### [Schriftliche Aufgabe A]
Gib die Zeilen der Liste wortgetreu wieder. Beginne mit der ersten Zeile der Liste und höre nach der Zeile mit „571,714,611,768“ auf (beide eingeschlossen), die Bilder lässt du dabei weg.

### [Zitierter Text]
::::
Seit seiner Pensionierung ist Bruno Petrini aus Aspi 11 670 Kilometer kreuz und quer durch Europa gewandert. Das Coronajahr zwang ihn zu einem Unterbruch, heuer soll es weitergehen. Nun hat er seine Erlebnisse in Buchform veröffentlicht.

Bruno Petrini wandert genauso gern am Frienisberg wie durch ganz Europa. Bild: Matthias Käser

Andrea Butorin
«11 670 kilomètres à pied, ça use les souliers.» Nein, Bruno Petrini hat dieses französische Kinderlied unterwegs nicht gesungen. Die französische Sprache liegt ihm nämlich nicht besonders. Schuhe aber hat er einige verbraucht: In jedem Wanderjahr ein Paar. 12 Wanderungen in 11 Jahren, 11 Paar Wanderschuhe, 11670 Kilometer kreuz und quer durch Westeuropa.
2020 hätte es weitergehen sollen, doch Corona vereitelte die geplante Reise durch Norddeutschland. Dafür ist letztes Jahr Bruno Petrinis Buch «11 670 Kilometer. Meine Fussreisen durch Europa» erschienen – die gesammelten Aufzeichnungen des bisher Erlebten.

Bruno Petrinis zwölf bisherige Wanderungen

Grafik: BT/ml

Bis 30 Kilometer pro Tag

Beim Wandern lässt es sich am besten übers Wandern berichten. Für das Gespräch mit dem BT schlug Petrini deshalb eine kleine Runde über seinen Hausberg vor, den Frienisberg. Treffpunkt: Frieswil Dorf. In bloss zehn Minuten gelangt man ab hier zum Waldrand mit wunderbarer Aussicht über das Seeland und die Jurakette.
Der Grossgewachsene schlägt einen flotten Schritt an. Kein Wunder: Auf seinen Touren geht er durchschnittlich 25 bis 30 Kilometer am Tag.  
Auf das Fernwandern hatte ihn sein Freund Max Steiner gebracht: Die beiden Hobby-Ballonfahrer waren zusammen auf einer Nachtfahrt. Neu-Pensionär Steiner war eine Woche zuvor von seiner ersten Weitwanderung nach Paris zurückgekehrt. Begeistert berichtete er Bruno Petrini von seinen Erlebnissen. Dieser fand, das könnte ein gutes Projekt für seinen dritten Lebensabschnitt sein. Wandern und Reisen liebte er schon immer. Bloss an Paris als idealem Fernziel zweifelte er; das Französisch ...
Bis zur Frühpensionierung mit 58 Jahren verblieben dem Militärinstruktor ab da noch fünf Jahre, um diese Idee zu konkretisieren: Er ging auf Übungswanderungen, optimierte die Ausrüstung, übte die Handwäsche seiner Funktionskleidung und studierte eine Unmenge an Karten. Dann fand er: «Wien, das wärs.»
::::
### [Verfügbare Daten]
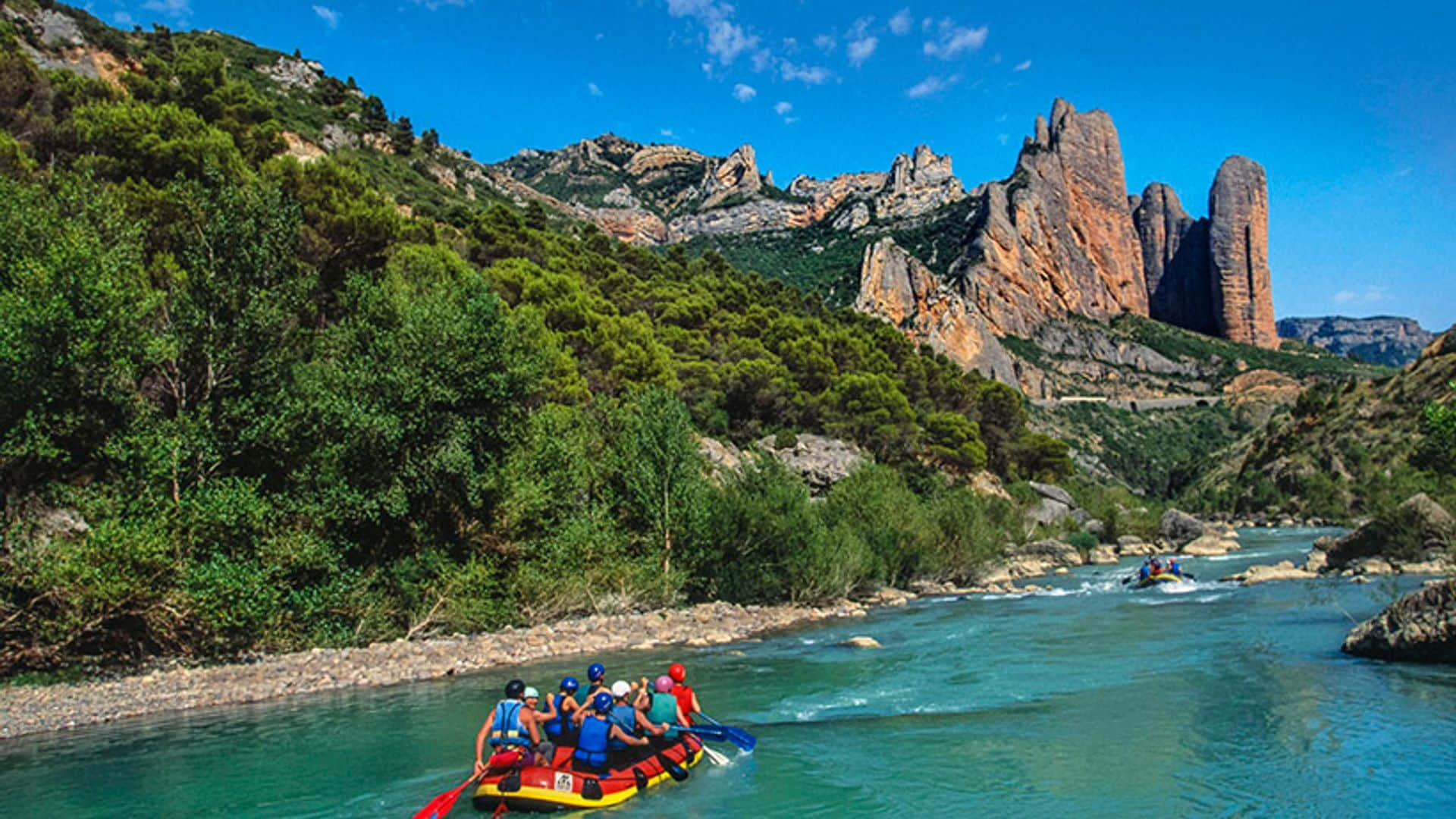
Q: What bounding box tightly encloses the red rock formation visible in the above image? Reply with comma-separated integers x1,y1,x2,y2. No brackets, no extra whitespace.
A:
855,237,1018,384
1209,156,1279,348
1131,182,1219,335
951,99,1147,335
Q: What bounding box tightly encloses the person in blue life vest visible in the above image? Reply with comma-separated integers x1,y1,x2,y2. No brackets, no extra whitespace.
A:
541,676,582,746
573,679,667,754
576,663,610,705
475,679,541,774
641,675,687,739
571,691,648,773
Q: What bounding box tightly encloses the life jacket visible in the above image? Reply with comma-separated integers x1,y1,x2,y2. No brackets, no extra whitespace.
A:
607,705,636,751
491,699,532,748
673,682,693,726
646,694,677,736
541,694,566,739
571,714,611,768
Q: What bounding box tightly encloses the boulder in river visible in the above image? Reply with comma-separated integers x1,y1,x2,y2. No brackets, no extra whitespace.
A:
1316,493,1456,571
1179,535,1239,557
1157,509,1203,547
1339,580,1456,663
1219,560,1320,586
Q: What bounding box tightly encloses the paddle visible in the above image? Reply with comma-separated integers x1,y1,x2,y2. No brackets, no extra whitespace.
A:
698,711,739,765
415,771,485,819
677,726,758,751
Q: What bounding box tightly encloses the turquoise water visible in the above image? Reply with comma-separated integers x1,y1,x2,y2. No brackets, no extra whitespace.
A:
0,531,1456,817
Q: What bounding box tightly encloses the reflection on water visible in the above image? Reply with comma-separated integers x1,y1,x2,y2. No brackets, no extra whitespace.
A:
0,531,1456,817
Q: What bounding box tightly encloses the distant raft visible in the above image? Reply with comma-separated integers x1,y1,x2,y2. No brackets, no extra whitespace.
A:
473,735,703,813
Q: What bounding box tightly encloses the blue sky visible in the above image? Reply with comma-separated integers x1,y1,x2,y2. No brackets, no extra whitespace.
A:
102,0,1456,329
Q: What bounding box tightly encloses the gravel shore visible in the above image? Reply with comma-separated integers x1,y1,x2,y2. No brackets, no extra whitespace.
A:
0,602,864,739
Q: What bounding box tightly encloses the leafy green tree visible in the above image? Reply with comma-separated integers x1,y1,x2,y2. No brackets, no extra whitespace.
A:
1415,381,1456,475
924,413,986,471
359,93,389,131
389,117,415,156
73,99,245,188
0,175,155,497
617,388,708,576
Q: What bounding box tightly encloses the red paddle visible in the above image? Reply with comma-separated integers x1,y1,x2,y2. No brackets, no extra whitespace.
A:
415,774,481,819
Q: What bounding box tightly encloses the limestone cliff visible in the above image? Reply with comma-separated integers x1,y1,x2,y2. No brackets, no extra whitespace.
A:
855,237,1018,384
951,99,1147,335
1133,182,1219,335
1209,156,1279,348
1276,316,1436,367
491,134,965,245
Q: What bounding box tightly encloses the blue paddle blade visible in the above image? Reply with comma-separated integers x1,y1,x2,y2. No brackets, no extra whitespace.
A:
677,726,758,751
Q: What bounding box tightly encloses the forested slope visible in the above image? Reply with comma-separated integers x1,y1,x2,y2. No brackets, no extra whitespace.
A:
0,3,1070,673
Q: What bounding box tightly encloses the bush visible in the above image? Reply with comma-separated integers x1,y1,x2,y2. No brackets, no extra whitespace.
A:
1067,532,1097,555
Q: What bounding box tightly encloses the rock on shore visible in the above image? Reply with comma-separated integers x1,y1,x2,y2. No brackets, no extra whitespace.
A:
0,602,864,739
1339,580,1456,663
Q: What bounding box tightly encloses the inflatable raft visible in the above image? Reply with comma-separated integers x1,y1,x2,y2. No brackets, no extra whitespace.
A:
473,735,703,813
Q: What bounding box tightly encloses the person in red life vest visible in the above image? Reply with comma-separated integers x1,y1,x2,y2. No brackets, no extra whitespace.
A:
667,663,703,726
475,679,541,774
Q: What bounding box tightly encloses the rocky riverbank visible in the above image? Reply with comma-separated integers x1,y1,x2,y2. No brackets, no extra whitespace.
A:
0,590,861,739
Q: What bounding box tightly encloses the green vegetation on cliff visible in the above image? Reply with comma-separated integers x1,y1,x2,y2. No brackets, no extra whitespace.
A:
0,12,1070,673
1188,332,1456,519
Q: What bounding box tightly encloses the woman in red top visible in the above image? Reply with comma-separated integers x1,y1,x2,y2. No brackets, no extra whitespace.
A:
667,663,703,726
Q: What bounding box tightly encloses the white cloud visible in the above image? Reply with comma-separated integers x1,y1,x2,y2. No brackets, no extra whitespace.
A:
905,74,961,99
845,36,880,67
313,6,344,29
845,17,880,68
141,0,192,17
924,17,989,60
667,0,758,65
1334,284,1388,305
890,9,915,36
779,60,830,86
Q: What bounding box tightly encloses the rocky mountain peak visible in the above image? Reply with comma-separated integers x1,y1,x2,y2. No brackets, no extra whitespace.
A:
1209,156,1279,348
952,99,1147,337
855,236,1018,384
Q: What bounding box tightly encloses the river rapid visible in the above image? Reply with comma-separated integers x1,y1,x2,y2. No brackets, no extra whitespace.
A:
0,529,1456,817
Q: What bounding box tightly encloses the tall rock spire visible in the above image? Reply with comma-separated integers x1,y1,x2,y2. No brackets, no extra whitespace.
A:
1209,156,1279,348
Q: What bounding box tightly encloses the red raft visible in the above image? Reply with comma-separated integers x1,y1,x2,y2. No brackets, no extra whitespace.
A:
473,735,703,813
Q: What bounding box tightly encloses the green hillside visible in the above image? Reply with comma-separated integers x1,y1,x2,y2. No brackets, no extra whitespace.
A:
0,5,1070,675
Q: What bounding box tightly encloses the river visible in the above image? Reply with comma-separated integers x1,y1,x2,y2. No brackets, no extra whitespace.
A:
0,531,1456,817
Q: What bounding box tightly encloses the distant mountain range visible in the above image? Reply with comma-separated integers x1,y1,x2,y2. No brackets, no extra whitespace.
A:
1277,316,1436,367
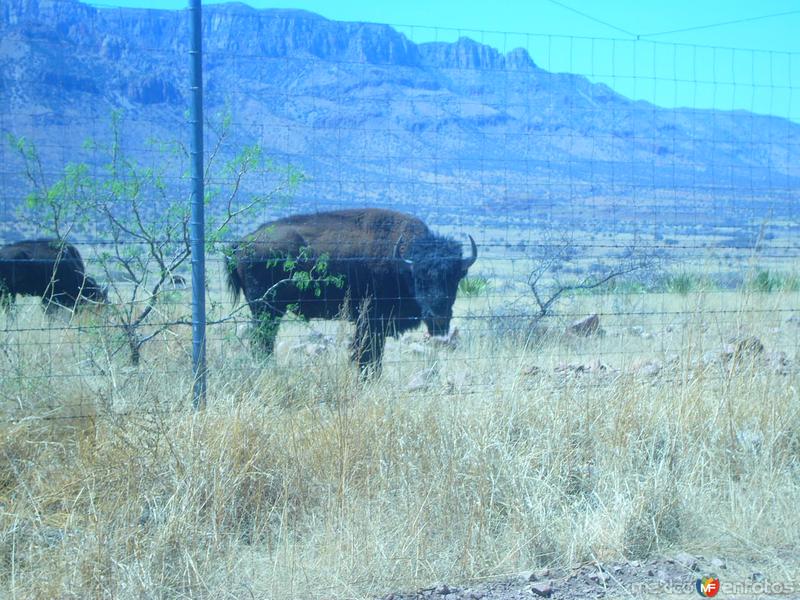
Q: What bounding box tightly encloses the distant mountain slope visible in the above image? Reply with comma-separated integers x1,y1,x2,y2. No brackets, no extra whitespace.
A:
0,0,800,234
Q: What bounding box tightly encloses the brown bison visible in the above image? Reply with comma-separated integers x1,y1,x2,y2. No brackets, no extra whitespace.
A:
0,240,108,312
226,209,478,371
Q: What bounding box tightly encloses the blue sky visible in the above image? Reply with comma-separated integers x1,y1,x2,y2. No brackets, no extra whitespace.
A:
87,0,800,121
::::
### [Schriftliche Aufgabe B]
Schreib den zitierten Text von den Worten „Andrea Butorin“ bis einschließlich „quer durch Westeuropa.“ noch einmal ab. Tausche darin „Kinderlied“ gegen „Volkslied“.

### [Vollständige Antwort A]
Q: What bounding box tightly encloses the red rock formation visible in the above image? Reply with comma-separated integers x1,y1,x2,y2. No brackets, no extra whitespace.
A:
855,237,1018,384
1209,156,1279,348
1131,182,1219,335
951,99,1147,335
Q: What bounding box tightly encloses the person in blue life vest visible in the above image? Reply with comma-separated integers x1,y1,x2,y2. No brackets, no extra whitespace.
A:
541,676,582,746
573,679,667,754
576,663,610,705
475,679,541,774
641,675,687,739
571,691,648,773
Q: What bounding box tightly encloses the life jacket visible in the above image? Reply with comma-separated integers x1,y1,x2,y2. No brackets, no extra whitespace.
A:
607,705,636,751
491,699,532,748
673,682,693,726
646,694,677,736
541,694,566,739
571,714,611,768

### [Vollständige Antwort B]
Andrea Butorin
«11 670 kilomètres à pied, ça use les souliers.» Nein, Bruno Petrini hat dieses französische Volkslied unterwegs nicht gesungen. Die französische Sprache liegt ihm nämlich nicht besonders. Schuhe aber hat er einige verbraucht: In jedem Wanderjahr ein Paar. 12 Wanderungen in 11 Jahren, 11 Paar Wanderschuhe, 11670 Kilometer kreuz und quer durch Westeuropa.